What needs to be done ->
Transcribe every entry verbatim; omit pictures.
====== Data in this exercise
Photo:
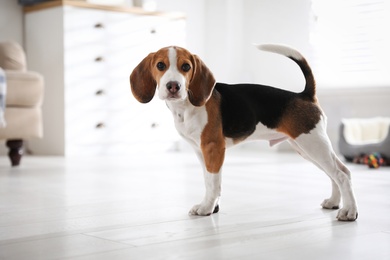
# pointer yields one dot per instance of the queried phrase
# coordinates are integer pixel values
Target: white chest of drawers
(86, 56)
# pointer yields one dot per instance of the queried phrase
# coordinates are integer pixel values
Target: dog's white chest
(189, 120)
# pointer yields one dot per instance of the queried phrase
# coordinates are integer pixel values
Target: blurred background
(86, 50)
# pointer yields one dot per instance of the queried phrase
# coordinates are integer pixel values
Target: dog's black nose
(173, 86)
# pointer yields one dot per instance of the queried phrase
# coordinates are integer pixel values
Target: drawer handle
(100, 92)
(99, 26)
(100, 125)
(99, 59)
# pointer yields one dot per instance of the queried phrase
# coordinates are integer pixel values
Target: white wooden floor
(136, 208)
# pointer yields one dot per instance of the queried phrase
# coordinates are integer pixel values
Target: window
(351, 41)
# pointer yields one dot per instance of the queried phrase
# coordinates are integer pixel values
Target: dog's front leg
(211, 157)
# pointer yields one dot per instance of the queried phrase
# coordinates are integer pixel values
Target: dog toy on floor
(374, 160)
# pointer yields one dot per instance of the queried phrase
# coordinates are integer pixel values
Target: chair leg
(15, 151)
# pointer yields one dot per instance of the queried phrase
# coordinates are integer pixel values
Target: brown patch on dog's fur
(301, 117)
(213, 143)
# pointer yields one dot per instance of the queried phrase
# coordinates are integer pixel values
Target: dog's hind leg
(334, 201)
(316, 147)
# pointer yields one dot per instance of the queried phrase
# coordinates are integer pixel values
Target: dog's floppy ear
(143, 85)
(201, 84)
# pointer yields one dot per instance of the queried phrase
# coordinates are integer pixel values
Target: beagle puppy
(213, 116)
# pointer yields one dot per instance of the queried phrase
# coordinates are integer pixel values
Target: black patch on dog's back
(243, 106)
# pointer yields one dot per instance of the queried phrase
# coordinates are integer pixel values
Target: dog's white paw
(330, 204)
(204, 209)
(347, 214)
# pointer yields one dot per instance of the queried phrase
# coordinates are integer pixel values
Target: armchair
(25, 89)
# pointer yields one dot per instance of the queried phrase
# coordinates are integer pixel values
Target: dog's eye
(161, 66)
(185, 67)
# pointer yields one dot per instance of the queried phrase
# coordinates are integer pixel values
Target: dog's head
(176, 73)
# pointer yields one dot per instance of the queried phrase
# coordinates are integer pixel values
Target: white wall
(222, 33)
(11, 21)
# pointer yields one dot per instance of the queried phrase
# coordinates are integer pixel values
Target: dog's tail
(310, 87)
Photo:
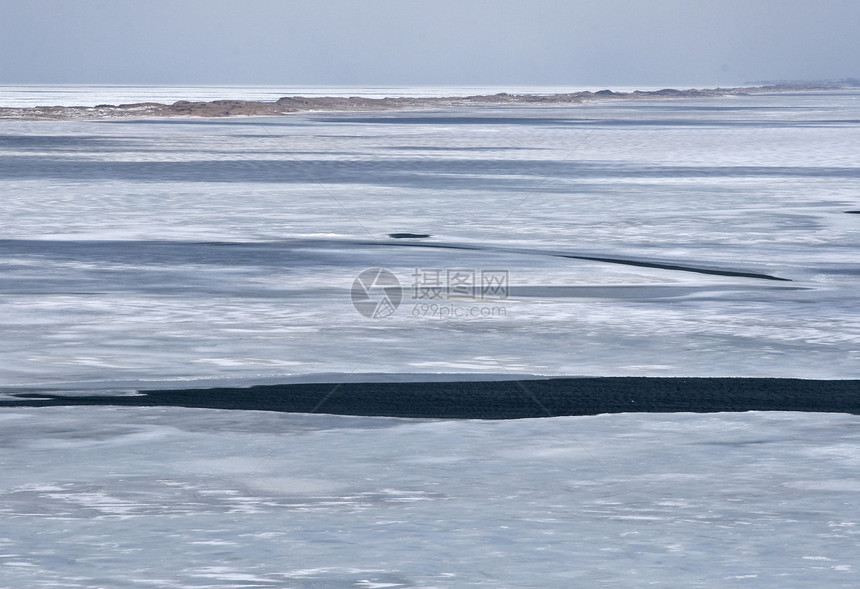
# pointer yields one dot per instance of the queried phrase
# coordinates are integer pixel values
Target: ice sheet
(226, 249)
(121, 497)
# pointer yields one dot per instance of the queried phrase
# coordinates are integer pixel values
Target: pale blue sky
(433, 42)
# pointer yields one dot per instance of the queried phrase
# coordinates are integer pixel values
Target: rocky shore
(293, 104)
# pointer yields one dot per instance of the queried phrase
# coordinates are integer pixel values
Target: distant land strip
(507, 399)
(294, 104)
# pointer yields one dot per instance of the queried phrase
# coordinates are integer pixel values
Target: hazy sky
(404, 42)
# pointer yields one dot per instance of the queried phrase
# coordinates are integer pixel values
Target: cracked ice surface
(224, 250)
(121, 497)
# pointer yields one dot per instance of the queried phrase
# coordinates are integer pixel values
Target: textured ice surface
(226, 249)
(110, 497)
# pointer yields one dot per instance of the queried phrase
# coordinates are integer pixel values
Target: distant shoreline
(299, 104)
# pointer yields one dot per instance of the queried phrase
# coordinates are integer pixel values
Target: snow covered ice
(225, 249)
(94, 497)
(191, 252)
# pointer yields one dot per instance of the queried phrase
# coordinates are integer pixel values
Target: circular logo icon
(376, 293)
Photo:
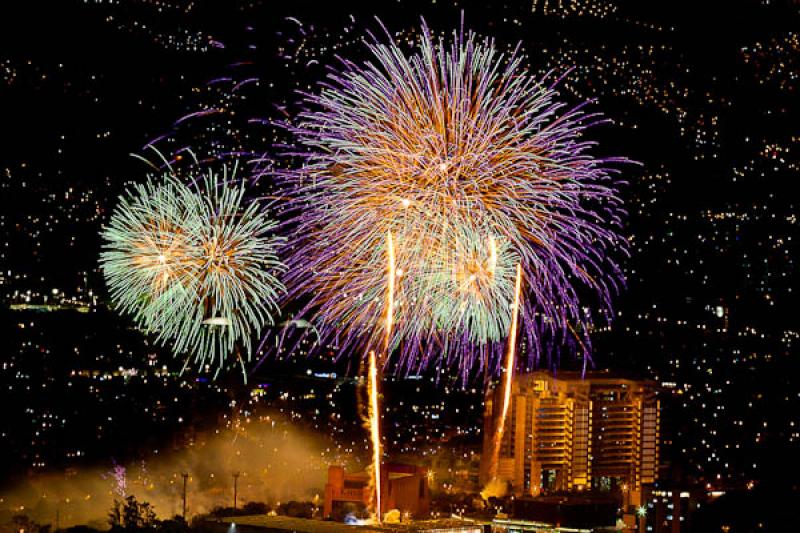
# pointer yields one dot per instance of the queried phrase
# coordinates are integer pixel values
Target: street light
(185, 477)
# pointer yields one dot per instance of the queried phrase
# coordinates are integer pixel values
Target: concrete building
(569, 432)
(403, 487)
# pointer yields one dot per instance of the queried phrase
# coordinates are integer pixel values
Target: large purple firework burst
(471, 165)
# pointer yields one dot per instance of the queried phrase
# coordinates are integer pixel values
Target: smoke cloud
(275, 462)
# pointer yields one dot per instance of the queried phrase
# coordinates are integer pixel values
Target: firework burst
(193, 265)
(473, 166)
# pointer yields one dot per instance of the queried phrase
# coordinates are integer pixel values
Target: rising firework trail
(374, 416)
(508, 374)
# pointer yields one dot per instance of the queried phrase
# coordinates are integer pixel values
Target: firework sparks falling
(193, 265)
(374, 415)
(449, 148)
(508, 370)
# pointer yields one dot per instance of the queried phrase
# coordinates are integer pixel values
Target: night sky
(704, 98)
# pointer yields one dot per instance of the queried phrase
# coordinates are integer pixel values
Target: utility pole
(185, 477)
(235, 488)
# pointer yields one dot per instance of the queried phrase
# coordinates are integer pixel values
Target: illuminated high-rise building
(569, 432)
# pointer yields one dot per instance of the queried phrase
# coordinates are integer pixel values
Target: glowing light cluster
(193, 265)
(473, 166)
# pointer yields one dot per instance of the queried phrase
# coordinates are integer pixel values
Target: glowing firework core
(472, 166)
(193, 267)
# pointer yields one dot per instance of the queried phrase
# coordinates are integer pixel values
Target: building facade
(573, 432)
(403, 487)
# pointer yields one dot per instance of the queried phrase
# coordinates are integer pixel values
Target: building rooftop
(305, 525)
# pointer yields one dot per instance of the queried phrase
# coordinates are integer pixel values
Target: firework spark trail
(444, 148)
(373, 385)
(507, 379)
(193, 265)
(374, 430)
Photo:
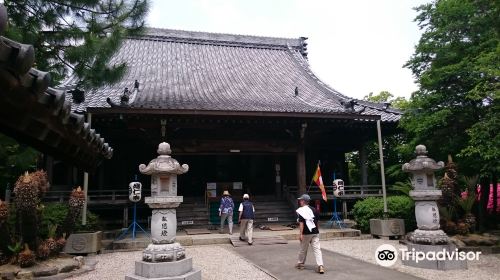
============
Solved exercise ->
Photo:
# pointer yields one dot per instance of the queried phrase
# coordinates are integer pixel values
Target: white chest of drawers
(86, 56)
# pointer yields one dot per instance of the queried phrase
# coordinates are integer pixel values
Target: dog's white chest
(189, 120)
# pointer yields one dot per instance of the queried phrase
# coordinates are integer pixel values
Target: blurred background
(86, 50)
# pointer yields one dot per instance of the queried phrase
# coordinates are integer pixel values
Target: dog's black nose
(173, 86)
# pointer yields one dot per instance of the queried phrase
# coordinates are integer pixel values
Target: drawer handle
(100, 92)
(99, 26)
(100, 125)
(99, 59)
# pointer yields one dot per instance of the queried phrase
# coordinates are integer pixel values
Target: white wooden floor
(136, 208)
# pointer yields one dot per instance of the queried phrase
# coordinates are integer pixel values
Target: window
(351, 41)
# pointer yields one dot per instance of the queried phrase
# coordinates are integer pixel values
Target: dog's front leg
(211, 157)
# pointer yields one dot per instance of the queried phrase
# coordinates are integer pixel values
Target: dog toy on floor
(374, 160)
# pointer yields one dot per instance of the queried phrase
# coordinates are integer pixel values
Target: chair leg
(15, 151)
# pointer yields one dot per instance of the queried phrase
# coordinates are integer pixel values
Target: brown patch on dog's fur
(301, 117)
(213, 143)
# pointer yields one dot per instance of the queried phrase
# coordinates are integer pixel values
Target: dog's hind leg
(334, 201)
(316, 147)
# pointer yields one dot per instance of the queried phrase
# coordinates are integer pixel values
Target: dog's floppy ear
(143, 85)
(201, 84)
# pointer yields one dot per instance of the queried phrase
# coordinates are integer pixel values
Target: beagle puppy
(213, 116)
# pointer yields one dot per instance of the queried phrase
# coordinates are integer pixel values
Target: black patch on dog's back
(243, 106)
# pointer yields one dot per instance of the queried phrase
# coordinates are integer pixel values
Target: dog's white paw
(330, 204)
(204, 209)
(347, 214)
# pointer yields one dot per instance of the queried phrase
# coordinates are integer pixel values
Target: armchair
(25, 89)
# pointer yields one dot per instance of the queried phrase
# coordinates are integer pixel values
Target: dog's eye
(161, 66)
(185, 67)
# pointer yields one dot per instance of the queried phrase
# coordinates are integer pixel values
Target: dog's head
(176, 73)
# pointer yields one dot per instance of the queried phrase
# coordinates are integer pixel values
Target: white wall
(222, 33)
(11, 21)
# pointer yields one dot per instance of the queried phrase
# coordinates are integer pixel values
Target: dog's tail
(310, 87)
Photo:
# pointer yields one dot per instance of the queried phrase
# coordinates are integer pixel values
Target: ice sheet
(226, 249)
(121, 497)
# pointer yields one dot per instance of the queried phrase
# coordinates are integer pixel values
Target: pale blue sky
(433, 42)
# pointer yields one dot per instance of the queried phrase
# coordinates are integer pixel values
Target: rocky shore
(293, 104)
# pointer yields one dot per instance of the queried phrase
# coordinates are integer pixel values
Target: distant land strip
(507, 399)
(294, 104)
# pointer yields one dot per instance of the queried phrase
# coordinates are integer pixel values
Target: hazy sky
(404, 42)
# pointer yields one dot per instance of the queried phrase
# coordinates are integer pixel values
Target: cracked ice surface
(224, 250)
(121, 497)
# pointer yields one dot per instance of the queried phrase
# coordinates are integer pixel values
Target: textured ice surface
(226, 249)
(110, 497)
# pointer yields one dot per instance of the queried phrase
# coordinates are integer pixel values
Target: distant shoreline
(299, 104)
# pointer yields one dot per instance of the queried phrase
# coordinates are integer pixel values
Target: snow covered ice
(225, 249)
(94, 497)
(191, 252)
# pointer yields one dot per instance of the queried phrase
# coordinates are integer pixel values
Target: circular logo icon
(376, 293)
Photo:
# pointer yields one dot per instance of the queried phrase
# coordinates are integer pixel values
Target: street light
(185, 477)
# pointer yields one dot per instance of the queried phrase
# coordinates are integer pixel values
Target: concrete building
(569, 432)
(403, 487)
# pointer yields one dot per instance of the queried phrase
# coordinates are integer pixel values
Target: large purple firework burst
(471, 165)
# pointer yields one dot per instance of the queried phrase
# coordinates are integer pixel values
Target: smoke cloud
(275, 462)
# pointer yields one dot per instance of the queried phrase
# coordinates are integer pixel values
Target: firework burst
(193, 265)
(473, 166)
# pointer yields one dot per instance of the queried phrase
# coordinates are integer pixel values
Target: rising firework trail
(374, 416)
(508, 374)
# pointer yields one dot per instance of the queried phrase
# coordinates are integer pixel values
Target: firework sparks falling
(193, 265)
(374, 415)
(449, 148)
(508, 370)
# pointer yields one dot per instance of the queried phrase
# coordinates are integer pixel values
Target: night sky
(704, 98)
# pointer yields one dot per instance of the queried phrase
# coordinates are integer pixel values
Target: utility pole
(185, 477)
(235, 488)
# pointer yields one dot per instance of the queried phrase
# coordinates are integer pixel values
Target: illuminated high-rise building
(569, 432)
# pointer yields one dot per instance of the queried phrase
# coordinates are integer pixel values
Target: glowing light cluster
(193, 265)
(473, 166)
# pointer yields one dot per instance of the queried phrase
# coordinates are integer pixel values
Target: glowing firework core
(472, 166)
(193, 267)
# pointer yields one dot per instance of the queried phrase
# coordinates are integer pixel values
Target: building facade
(573, 432)
(403, 487)
# pointer yields one dot per instance of the queried phrase
# coordinates are integer pixel values
Target: building rooftop
(305, 525)
# pointer yields one dot per instance of the queried phrase
# coordinates are integer pixel values
Target: firework spark trail
(444, 148)
(373, 385)
(507, 379)
(193, 265)
(374, 430)
Photo:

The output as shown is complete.